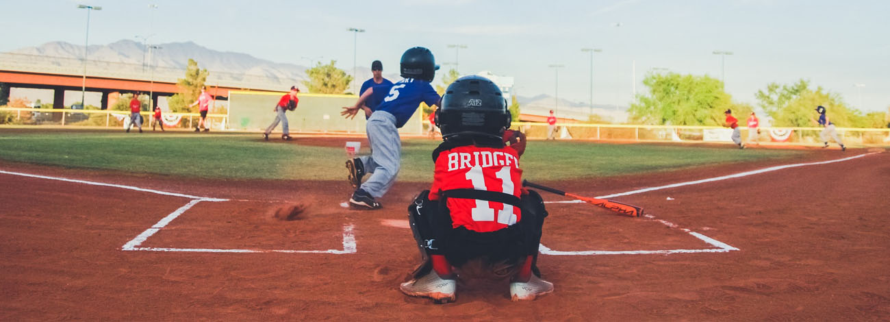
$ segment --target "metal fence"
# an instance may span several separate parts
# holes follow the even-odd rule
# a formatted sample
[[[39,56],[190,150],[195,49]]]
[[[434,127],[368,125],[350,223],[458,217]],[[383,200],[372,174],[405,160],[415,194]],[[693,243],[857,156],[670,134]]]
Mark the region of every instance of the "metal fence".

^^^^

• _Stated task_: Edit the records by replacing every "metal fence" with "wire fence" and leaving everything else unchanged. Omit the pictures from your answer.

• _Task solution_:
$ segment --target "wire fence"
# an instance may span several separate parts
# holes follow the even-odd rule
# a formatted sample
[[[39,56],[190,150],[195,49]]]
[[[434,127],[368,125],[350,223],[458,217]],[[383,200],[372,174],[405,160],[415,194]],[[693,243],[857,156],[670,134]]]
Mark the region of every instance of the "wire fence".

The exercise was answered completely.